(Beginning of MATERIAL FOR THE TASK)

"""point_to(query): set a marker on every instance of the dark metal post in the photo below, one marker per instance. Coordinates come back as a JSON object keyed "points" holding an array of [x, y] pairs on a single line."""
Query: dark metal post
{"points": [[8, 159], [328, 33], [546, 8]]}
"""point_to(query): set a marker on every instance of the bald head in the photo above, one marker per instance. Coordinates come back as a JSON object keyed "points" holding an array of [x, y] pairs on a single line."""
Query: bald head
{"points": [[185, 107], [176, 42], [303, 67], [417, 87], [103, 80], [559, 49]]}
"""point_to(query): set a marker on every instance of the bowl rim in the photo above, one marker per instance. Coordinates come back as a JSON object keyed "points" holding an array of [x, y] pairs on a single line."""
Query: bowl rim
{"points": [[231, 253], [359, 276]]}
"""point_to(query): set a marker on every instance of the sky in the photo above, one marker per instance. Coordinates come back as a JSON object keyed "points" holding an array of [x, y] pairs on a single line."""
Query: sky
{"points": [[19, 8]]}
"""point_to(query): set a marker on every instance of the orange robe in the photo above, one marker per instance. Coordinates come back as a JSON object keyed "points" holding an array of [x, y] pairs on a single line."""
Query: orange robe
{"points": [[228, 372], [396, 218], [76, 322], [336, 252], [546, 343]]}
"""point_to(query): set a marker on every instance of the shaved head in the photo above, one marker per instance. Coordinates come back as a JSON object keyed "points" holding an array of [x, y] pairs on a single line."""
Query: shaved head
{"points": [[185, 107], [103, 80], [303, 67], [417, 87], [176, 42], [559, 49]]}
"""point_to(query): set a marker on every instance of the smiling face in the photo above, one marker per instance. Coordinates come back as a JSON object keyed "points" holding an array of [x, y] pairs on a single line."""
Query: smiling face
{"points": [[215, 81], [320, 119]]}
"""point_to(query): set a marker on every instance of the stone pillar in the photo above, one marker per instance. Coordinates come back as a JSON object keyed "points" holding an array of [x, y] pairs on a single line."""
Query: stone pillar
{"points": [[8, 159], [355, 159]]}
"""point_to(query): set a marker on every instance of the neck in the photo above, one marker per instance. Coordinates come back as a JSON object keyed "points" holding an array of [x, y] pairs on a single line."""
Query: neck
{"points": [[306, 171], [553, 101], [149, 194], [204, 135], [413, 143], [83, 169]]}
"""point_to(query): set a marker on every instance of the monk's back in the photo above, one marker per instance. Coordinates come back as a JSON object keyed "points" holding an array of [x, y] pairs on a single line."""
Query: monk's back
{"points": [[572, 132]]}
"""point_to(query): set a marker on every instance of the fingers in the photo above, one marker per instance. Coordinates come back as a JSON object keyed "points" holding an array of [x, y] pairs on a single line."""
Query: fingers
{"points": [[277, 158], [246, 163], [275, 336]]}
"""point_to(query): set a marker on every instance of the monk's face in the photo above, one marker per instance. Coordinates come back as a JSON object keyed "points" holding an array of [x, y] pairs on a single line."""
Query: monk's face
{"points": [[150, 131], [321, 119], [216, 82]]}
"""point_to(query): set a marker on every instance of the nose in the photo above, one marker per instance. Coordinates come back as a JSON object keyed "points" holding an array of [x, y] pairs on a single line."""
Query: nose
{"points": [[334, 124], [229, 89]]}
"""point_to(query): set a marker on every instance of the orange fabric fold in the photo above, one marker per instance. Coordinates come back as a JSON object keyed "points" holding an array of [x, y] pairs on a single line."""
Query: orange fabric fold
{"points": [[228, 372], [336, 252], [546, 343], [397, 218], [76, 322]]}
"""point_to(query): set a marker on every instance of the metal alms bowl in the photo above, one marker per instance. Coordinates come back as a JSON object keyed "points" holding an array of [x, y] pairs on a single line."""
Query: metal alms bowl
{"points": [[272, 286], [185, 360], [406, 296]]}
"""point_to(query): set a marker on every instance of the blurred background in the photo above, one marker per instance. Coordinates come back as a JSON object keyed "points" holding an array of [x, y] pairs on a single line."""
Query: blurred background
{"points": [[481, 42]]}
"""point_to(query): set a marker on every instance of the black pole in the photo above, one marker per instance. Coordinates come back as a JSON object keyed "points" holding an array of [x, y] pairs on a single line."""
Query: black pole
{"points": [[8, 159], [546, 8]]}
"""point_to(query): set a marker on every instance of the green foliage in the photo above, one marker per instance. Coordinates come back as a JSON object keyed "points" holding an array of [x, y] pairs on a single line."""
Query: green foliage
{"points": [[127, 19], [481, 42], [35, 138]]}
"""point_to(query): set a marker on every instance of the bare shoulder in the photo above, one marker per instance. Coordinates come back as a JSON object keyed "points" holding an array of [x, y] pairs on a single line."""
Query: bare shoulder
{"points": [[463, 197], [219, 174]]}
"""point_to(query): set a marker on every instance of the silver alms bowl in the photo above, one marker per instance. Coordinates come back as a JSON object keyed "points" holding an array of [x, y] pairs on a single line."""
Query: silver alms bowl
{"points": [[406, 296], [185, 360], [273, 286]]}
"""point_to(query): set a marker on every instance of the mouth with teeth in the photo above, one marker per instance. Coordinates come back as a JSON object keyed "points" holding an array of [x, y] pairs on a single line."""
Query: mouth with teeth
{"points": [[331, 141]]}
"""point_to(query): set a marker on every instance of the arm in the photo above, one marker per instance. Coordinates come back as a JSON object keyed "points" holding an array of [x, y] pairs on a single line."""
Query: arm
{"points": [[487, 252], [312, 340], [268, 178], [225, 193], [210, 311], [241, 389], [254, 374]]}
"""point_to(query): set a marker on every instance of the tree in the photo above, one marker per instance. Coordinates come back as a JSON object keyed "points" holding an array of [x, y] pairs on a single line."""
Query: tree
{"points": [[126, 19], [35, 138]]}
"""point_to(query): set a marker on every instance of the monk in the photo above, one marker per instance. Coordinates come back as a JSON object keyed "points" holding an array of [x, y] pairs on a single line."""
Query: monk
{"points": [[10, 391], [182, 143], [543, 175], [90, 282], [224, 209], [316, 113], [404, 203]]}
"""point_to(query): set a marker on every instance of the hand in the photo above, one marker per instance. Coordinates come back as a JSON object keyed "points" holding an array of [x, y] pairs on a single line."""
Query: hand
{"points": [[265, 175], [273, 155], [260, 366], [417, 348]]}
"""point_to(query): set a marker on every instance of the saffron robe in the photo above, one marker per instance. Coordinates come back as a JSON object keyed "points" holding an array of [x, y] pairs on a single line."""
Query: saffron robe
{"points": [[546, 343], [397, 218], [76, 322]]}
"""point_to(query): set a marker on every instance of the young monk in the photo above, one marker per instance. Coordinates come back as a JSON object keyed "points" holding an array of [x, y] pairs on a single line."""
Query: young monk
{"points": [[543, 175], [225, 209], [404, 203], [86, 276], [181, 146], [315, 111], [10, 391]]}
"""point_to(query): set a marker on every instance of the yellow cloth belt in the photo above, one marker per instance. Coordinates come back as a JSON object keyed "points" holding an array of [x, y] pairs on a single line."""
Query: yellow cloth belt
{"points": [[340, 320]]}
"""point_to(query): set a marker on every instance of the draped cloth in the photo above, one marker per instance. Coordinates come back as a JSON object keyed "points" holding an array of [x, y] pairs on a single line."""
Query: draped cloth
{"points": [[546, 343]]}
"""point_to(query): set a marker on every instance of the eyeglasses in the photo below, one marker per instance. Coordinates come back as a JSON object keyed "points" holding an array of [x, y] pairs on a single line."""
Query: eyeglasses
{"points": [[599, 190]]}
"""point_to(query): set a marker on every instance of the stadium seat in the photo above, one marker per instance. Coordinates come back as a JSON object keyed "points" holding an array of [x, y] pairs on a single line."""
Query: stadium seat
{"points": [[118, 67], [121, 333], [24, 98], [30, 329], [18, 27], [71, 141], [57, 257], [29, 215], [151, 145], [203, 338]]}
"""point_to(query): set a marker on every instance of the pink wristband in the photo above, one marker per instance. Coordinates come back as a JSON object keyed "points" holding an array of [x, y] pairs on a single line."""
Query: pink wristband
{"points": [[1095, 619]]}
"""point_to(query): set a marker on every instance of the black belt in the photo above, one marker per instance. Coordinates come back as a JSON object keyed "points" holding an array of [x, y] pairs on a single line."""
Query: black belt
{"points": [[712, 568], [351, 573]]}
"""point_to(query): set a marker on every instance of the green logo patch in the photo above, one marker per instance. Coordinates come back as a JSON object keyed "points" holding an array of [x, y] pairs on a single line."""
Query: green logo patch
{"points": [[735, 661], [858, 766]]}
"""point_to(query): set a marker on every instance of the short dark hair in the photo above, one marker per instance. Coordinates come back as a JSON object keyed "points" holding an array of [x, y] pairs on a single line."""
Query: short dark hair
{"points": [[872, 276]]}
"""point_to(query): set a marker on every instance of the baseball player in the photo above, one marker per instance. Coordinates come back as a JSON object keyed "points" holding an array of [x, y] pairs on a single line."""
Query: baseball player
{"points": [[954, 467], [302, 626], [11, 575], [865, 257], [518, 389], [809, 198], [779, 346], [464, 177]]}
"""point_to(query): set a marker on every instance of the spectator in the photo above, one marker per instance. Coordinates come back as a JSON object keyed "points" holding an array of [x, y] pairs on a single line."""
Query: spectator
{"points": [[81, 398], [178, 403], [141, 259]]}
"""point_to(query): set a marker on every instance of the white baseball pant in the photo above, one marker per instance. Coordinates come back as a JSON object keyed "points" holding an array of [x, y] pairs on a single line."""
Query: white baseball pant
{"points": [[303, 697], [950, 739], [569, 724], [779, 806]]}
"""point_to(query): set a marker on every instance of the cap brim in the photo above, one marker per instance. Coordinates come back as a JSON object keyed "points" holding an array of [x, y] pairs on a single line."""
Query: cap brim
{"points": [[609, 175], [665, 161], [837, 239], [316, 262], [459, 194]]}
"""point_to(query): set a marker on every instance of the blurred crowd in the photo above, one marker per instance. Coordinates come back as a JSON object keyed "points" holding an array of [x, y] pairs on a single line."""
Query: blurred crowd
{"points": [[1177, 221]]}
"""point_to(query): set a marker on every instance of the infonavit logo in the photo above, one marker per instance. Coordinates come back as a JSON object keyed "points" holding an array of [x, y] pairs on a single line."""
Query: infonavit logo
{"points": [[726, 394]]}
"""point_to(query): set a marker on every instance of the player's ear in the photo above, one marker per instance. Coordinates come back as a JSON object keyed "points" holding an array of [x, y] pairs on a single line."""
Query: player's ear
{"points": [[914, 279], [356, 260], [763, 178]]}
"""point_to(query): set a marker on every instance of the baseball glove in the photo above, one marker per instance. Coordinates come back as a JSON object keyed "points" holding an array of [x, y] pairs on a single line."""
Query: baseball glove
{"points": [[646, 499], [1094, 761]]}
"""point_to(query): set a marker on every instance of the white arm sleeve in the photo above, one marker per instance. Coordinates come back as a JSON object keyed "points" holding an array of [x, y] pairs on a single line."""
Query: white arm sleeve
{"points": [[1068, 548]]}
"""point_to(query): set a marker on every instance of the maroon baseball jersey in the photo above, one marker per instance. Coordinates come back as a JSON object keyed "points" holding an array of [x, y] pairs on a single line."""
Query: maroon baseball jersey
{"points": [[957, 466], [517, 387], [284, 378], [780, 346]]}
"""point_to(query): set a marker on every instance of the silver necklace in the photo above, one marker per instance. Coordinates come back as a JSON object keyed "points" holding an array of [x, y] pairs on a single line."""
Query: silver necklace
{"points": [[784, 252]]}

(End of MATERIAL FOR THE TASK)

EXERCISE OBJECTIVE
Your answer should be a single number: how many lines in the data above include "below"?

TASK OUTPUT
2